- Page text:
--
Andrew Swaffer informed the committee the following:


·       A reminder that this application, as with all others heard by the committee, were determined by planning merits presented and the consequences of the proposal.

·       The committee should not have regard or be influenced by the Councils interests as owner of the retained lands in Wimbledon Park.

·       Developers would need to resolve private law matters between themselves before they could implement development. It was a trite matter of law that it was not in itself relevant to the assessment of the planning merits of the proposal.

·       In relation to Shropshire vs Day, members of the committee and public were aware of two sets of opinions provided between the applicant and members of the public that opposed the scheme. One that there was a statutory trust in place which flowed certain requirements for local authority. The applicant took advise from Kings Counsel and concluded the opposite. As a result, they have instructed two leading counsels to look at the particular matter and their advice, which was made public, was that the golf course land was not and has at no point been subject to a statutory trust. Officers have accepted that advise in the report. In summary, there was no part of the golf course land which held as a statutory trust and as such was not a material consideration for this committee.


In response to questions raised by the committee, Planning Officers advised:


·       Very special circumstances were determined by firstly identifying if there was any harm. This was done in relation to MOL which identified there would be harm because of impact on openness due to the Parkland show court. Officers also identified other harm in relation to heritage. Once these were accounted for, they looked at the public benefits of the proposal. As set out in the officer’s report there were multiple public benefits, some which were negotiated though S106, such as the off-site benefits to Wimbledon Park which contributed to helping the Heritage at risk register and from being removed from the RPG. In light of all public benefits and whether they amounted to very special circumstances as a whole, they have concluded that they do.

·       Planning balance was the balance at the end of the report which looked at all the identified harm and the benefits. Very special circumstances would come at the end of the planning balance exercise.

·       In relation to whether a different type of development could deliver the same kind of benefits, officers must consider what was proposed and objectively look at the benefits on offer in light of the proposals put forward by AELTC. They have identified benefits to AELTC’s commercial operation of the site related to the championships, which included economic employment benefits. The particular use proposed had been considered as well as the impact this would have. Whilst courts had an impact on the land, which was assessed, it also had a special link with what happened across the road on Church Road which was also considered. This formed part of the planning balance set against the public benefits as a collective which formed the very special circumstances.

·       Officer discussed the number of courts made available to the public with the applicant and there was a detailed explanation put forward that explained the need to maintain a certain standard of courts.
--
- Excerpted records:
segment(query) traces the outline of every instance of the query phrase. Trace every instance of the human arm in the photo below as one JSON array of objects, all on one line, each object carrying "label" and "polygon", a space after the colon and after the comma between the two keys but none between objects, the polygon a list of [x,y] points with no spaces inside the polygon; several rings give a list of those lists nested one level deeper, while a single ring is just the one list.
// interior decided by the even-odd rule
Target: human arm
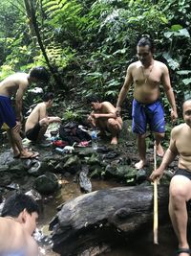
[{"label": "human arm", "polygon": [[61,123],[61,118],[58,116],[48,116],[49,123]]},{"label": "human arm", "polygon": [[125,77],[125,81],[123,83],[122,88],[120,89],[118,99],[117,102],[117,112],[120,113],[121,111],[121,105],[127,95],[127,92],[129,91],[129,88],[133,82],[133,77],[132,77],[132,68],[133,66],[130,65],[127,69],[126,77]]},{"label": "human arm", "polygon": [[116,119],[117,114],[116,113],[93,113],[93,114],[91,114],[91,117],[96,118],[96,119],[98,119],[98,118],[106,118],[106,119],[114,118],[114,119]]},{"label": "human arm", "polygon": [[166,65],[163,66],[163,74],[162,74],[161,81],[162,81],[162,85],[164,88],[164,92],[171,105],[171,120],[172,122],[176,122],[178,119],[178,113],[177,113],[177,106],[176,106],[176,102],[175,102],[175,95],[174,95],[173,88],[170,83],[169,72],[168,72],[168,68]]},{"label": "human arm", "polygon": [[168,150],[166,151],[160,166],[154,170],[153,173],[150,175],[151,180],[155,180],[156,178],[160,178],[163,175],[164,170],[168,167],[170,163],[175,159],[175,157],[178,155],[178,151],[176,148],[176,135],[177,135],[177,128],[172,129],[171,132],[171,140]]}]

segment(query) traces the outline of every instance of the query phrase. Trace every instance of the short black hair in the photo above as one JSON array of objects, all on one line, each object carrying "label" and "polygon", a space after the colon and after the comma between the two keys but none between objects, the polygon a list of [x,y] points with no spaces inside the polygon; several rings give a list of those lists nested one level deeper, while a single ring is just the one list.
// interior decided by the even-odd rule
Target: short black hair
[{"label": "short black hair", "polygon": [[153,39],[148,35],[143,35],[138,42],[137,46],[149,46],[151,53],[155,52],[155,45]]},{"label": "short black hair", "polygon": [[49,100],[53,100],[53,92],[47,92],[42,97],[43,102],[49,102]]},{"label": "short black hair", "polygon": [[91,103],[100,103],[100,100],[97,95],[90,95],[86,98],[88,104]]},{"label": "short black hair", "polygon": [[30,71],[30,77],[39,81],[49,81],[49,72],[43,66],[32,68]]},{"label": "short black hair", "polygon": [[16,218],[24,209],[31,215],[33,212],[39,214],[39,206],[32,197],[22,193],[15,193],[5,201],[1,216]]}]

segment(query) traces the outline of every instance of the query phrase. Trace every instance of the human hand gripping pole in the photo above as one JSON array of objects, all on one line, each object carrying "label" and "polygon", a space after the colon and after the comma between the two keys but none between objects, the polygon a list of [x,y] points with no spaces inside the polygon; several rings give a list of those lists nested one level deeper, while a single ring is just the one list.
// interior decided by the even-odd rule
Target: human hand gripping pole
[{"label": "human hand gripping pole", "polygon": [[[156,142],[154,142],[154,169],[157,169],[157,149]],[[158,243],[158,225],[159,225],[159,216],[158,216],[158,179],[154,180],[154,219],[153,219],[153,235],[154,235],[154,244],[159,244]]]}]

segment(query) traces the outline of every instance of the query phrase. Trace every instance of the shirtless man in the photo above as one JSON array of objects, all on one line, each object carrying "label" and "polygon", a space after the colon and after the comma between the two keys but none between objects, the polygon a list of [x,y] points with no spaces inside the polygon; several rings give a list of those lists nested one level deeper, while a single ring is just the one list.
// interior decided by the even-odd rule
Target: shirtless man
[{"label": "shirtless man", "polygon": [[[29,74],[15,73],[0,82],[0,128],[6,125],[14,157],[33,158],[36,156],[36,153],[24,149],[19,131],[23,121],[23,95],[32,82],[38,81],[48,81],[48,73],[44,67],[34,67]],[[15,95],[15,113],[11,102],[13,95]]]},{"label": "shirtless man", "polygon": [[168,68],[164,63],[153,58],[153,42],[146,36],[142,37],[137,45],[137,52],[138,61],[130,64],[127,69],[125,81],[118,95],[117,109],[120,112],[122,102],[130,86],[134,83],[132,130],[138,135],[138,151],[140,158],[135,166],[137,169],[141,169],[146,163],[147,123],[155,133],[157,154],[163,156],[164,153],[160,145],[165,131],[164,112],[159,100],[160,82],[172,107],[171,119],[173,122],[177,120],[178,115]]},{"label": "shirtless man", "polygon": [[150,175],[152,180],[161,177],[167,166],[179,155],[178,170],[170,182],[169,214],[179,240],[179,256],[191,255],[187,242],[186,202],[191,199],[191,100],[183,104],[185,123],[175,127],[160,166]]},{"label": "shirtless man", "polygon": [[7,199],[0,217],[1,256],[38,256],[32,237],[38,214],[38,205],[30,196],[15,194]]},{"label": "shirtless man", "polygon": [[47,108],[53,103],[53,94],[47,93],[43,96],[43,103],[38,104],[27,119],[25,125],[26,137],[34,142],[43,141],[43,136],[51,123],[60,123],[57,116],[48,116]]},{"label": "shirtless man", "polygon": [[109,102],[99,103],[98,99],[92,96],[88,99],[93,112],[88,117],[88,121],[94,127],[97,127],[101,134],[104,135],[108,130],[112,134],[111,144],[117,144],[117,135],[122,128],[122,119],[117,116],[117,109]]}]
--
- Problems and tasks:
A – In the planning committee notes, why did officers find harm to MOL? Answer in one to three sentences.
B – Repeat the planning committee notes word for word, starting at "Andrew Swaffer informed" and ending at "in Wimbledon Park.".

- Answers:
A – Officers found harm to MOL because the Parkland show court would affect its openness.

B –
Andrew Swaffer informed the committee the following:


·       A reminder that this application, as with all others heard by the committee, were determined by planning merits presented and the consequences of the proposal.

·       The committee should not have regard or be influenced by the Councils interests as owner of the retained lands in Wimbledon Park.